SOURCE MATERIAL
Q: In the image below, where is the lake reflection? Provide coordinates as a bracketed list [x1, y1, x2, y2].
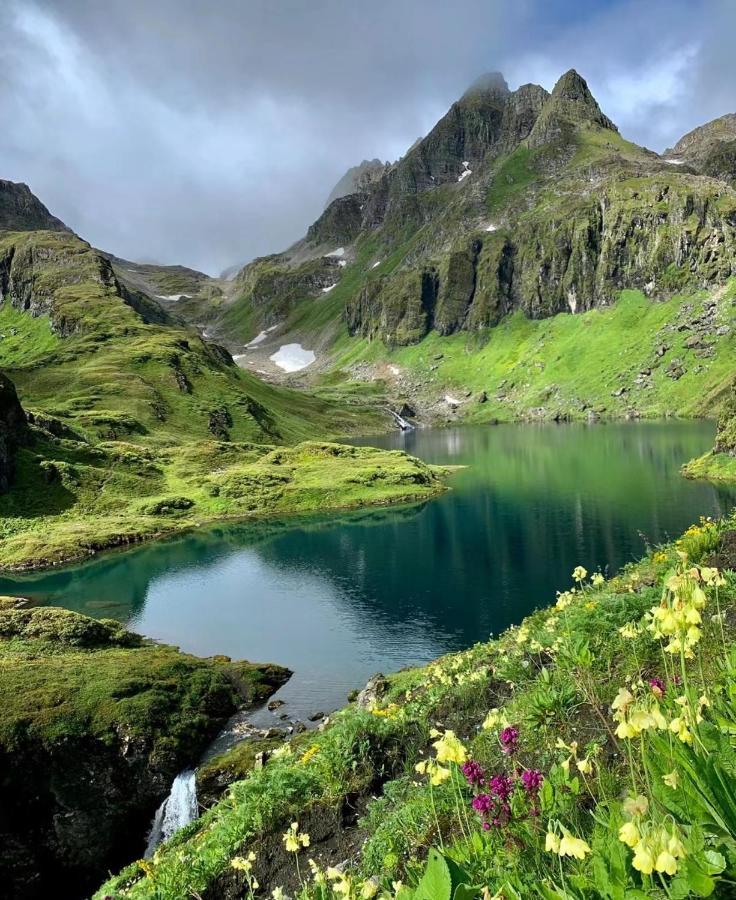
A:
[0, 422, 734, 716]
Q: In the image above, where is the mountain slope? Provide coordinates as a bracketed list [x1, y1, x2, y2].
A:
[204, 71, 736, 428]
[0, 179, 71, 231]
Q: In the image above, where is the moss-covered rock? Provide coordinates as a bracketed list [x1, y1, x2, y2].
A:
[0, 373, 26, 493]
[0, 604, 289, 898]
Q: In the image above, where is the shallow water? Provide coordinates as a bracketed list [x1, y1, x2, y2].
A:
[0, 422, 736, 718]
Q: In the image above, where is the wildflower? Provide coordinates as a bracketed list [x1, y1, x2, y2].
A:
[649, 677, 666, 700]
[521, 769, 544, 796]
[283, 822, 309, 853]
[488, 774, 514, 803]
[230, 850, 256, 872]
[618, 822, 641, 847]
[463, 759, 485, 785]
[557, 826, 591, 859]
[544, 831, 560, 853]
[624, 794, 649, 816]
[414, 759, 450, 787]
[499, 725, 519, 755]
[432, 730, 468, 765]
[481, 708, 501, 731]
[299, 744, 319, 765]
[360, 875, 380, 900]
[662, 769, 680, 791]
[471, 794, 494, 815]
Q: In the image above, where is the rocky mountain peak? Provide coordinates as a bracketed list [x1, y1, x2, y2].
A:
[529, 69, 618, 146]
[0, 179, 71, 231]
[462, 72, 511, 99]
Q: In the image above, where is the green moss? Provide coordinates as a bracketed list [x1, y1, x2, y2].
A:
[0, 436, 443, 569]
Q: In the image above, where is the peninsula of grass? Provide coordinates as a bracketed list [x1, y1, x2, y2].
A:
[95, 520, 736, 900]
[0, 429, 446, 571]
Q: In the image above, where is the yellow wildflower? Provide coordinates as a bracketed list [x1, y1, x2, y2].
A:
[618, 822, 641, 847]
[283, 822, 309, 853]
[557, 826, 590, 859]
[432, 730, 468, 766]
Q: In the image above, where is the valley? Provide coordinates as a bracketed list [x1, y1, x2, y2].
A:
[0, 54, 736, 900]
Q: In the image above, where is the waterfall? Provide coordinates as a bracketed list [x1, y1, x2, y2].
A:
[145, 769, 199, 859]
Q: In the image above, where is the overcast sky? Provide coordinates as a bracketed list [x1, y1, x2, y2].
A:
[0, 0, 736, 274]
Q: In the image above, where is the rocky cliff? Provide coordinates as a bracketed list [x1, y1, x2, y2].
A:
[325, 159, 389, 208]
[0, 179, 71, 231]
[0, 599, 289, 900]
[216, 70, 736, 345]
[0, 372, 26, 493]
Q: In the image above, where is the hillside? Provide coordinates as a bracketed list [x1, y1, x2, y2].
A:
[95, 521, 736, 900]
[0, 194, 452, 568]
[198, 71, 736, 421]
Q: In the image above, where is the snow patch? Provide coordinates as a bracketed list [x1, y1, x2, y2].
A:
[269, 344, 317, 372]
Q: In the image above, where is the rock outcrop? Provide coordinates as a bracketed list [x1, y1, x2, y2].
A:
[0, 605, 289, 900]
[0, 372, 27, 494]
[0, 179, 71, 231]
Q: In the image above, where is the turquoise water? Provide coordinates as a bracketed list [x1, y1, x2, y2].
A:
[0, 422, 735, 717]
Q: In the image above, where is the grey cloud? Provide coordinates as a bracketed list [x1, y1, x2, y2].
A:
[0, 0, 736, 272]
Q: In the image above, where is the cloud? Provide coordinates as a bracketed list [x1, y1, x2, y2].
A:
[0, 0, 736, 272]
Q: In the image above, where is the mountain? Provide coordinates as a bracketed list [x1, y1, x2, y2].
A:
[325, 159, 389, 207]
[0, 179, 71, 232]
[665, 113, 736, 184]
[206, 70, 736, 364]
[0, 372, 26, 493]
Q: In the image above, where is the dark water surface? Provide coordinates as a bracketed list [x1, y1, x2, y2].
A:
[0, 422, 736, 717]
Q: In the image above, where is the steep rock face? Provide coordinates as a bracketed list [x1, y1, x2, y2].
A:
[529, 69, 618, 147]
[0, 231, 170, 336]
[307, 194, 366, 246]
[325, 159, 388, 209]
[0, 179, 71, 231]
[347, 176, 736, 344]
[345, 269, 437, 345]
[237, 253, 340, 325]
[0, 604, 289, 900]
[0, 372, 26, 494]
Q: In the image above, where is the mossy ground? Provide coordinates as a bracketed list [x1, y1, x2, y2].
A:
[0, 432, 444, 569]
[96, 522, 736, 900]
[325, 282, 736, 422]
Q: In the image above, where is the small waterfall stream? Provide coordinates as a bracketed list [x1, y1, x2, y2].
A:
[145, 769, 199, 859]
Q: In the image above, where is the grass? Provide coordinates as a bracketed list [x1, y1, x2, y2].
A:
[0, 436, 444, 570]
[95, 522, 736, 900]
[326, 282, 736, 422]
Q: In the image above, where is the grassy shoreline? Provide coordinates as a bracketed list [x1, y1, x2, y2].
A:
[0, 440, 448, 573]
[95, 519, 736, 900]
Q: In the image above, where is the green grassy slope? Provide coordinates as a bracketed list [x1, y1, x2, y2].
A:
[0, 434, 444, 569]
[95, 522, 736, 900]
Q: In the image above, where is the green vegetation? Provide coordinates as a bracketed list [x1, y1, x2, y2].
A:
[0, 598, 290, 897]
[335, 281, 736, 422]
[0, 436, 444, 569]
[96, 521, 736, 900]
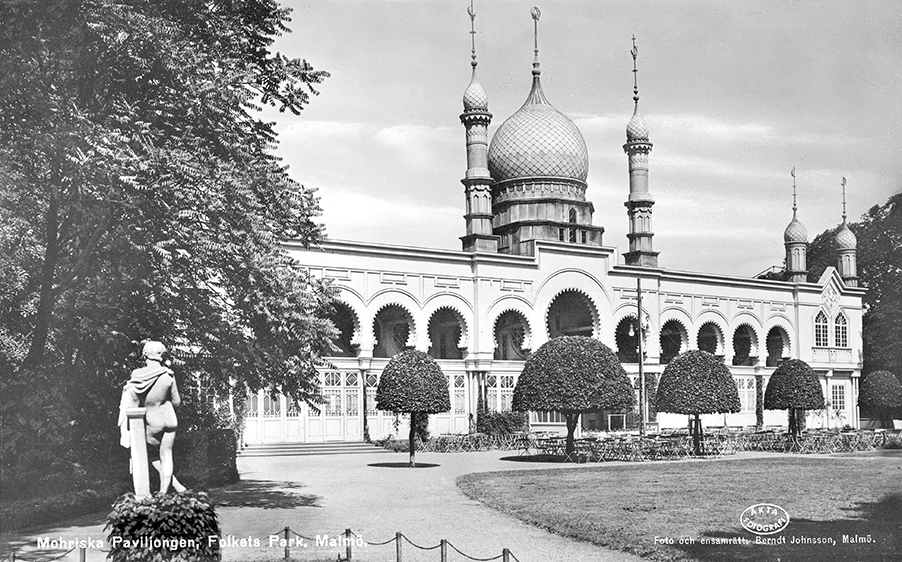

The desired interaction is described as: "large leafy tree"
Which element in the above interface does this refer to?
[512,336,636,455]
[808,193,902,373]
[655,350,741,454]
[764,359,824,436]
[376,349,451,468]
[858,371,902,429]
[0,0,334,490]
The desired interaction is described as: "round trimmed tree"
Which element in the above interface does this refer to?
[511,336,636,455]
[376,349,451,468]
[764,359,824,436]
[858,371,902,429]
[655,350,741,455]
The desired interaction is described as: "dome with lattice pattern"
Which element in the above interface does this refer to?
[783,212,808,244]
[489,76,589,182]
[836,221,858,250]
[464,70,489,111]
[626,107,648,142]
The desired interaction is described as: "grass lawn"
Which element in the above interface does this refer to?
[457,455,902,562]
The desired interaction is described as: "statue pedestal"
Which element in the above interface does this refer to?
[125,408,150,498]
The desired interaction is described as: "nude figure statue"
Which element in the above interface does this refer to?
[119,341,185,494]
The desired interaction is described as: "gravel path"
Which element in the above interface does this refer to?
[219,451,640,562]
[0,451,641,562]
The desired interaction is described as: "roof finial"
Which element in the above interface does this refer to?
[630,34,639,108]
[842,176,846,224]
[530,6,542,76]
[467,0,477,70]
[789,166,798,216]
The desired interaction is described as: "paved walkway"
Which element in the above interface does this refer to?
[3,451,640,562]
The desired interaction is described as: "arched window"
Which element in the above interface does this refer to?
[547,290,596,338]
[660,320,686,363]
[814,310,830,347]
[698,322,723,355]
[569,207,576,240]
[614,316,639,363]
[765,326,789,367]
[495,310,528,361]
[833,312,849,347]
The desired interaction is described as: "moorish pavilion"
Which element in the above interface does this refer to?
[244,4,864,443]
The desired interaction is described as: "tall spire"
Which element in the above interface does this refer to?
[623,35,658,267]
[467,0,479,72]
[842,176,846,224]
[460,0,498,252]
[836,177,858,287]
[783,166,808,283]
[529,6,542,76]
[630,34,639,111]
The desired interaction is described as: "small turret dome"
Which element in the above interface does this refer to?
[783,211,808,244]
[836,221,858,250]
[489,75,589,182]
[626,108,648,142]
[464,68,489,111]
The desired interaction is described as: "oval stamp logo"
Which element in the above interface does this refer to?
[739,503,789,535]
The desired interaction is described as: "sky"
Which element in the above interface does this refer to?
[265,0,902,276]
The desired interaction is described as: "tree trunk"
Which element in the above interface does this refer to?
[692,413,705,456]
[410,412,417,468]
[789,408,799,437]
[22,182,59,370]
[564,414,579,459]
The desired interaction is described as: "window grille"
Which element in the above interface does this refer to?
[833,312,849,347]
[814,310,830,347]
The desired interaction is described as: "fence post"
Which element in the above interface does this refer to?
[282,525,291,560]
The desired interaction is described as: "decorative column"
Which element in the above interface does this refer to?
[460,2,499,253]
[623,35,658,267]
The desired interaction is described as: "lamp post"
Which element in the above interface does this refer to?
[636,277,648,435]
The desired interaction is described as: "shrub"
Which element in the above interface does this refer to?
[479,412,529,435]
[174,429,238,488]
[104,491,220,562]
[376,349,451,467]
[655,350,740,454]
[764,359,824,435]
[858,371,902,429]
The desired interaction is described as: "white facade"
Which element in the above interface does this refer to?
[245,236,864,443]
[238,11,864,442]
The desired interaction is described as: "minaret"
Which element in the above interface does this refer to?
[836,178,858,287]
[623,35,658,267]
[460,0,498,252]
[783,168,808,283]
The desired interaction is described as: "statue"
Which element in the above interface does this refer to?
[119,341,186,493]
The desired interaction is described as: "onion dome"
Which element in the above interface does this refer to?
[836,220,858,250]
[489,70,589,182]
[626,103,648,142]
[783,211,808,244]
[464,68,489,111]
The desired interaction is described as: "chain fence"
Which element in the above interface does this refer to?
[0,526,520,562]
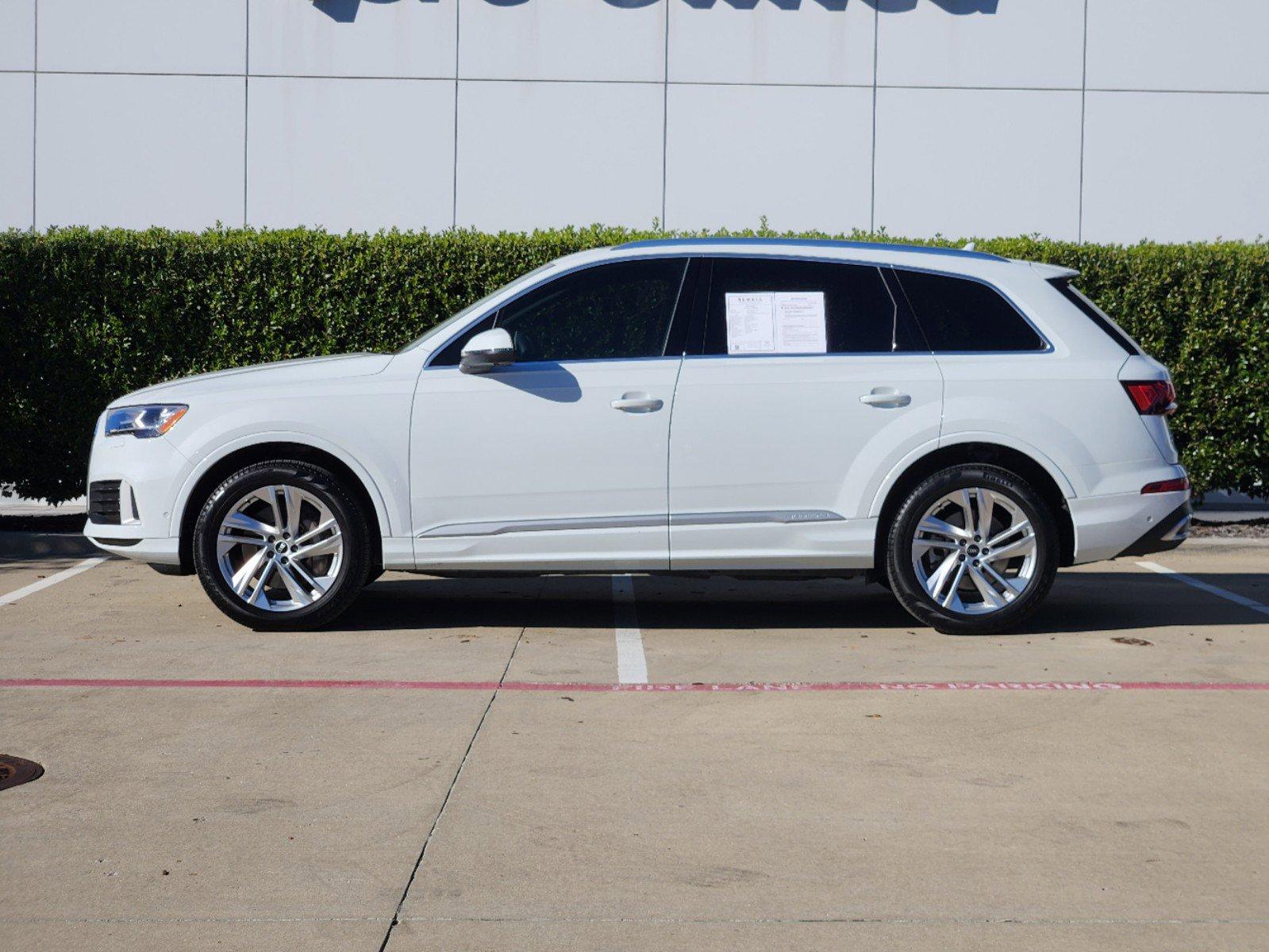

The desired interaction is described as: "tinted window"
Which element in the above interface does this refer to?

INSTRUCTIONS FOR THE TASK
Pull out each line of the entries above that contains the string "slope". Case counts.

PROBLEM SOLUTION
Q: In the image above, where is the mountain slope? Provide coordinates as a bracketed list [x1, y1, x2, y2].
Q: In the image above, where is the green grassy slope? Provide coordinates as a bracketed list [x1, y1, x2, y2].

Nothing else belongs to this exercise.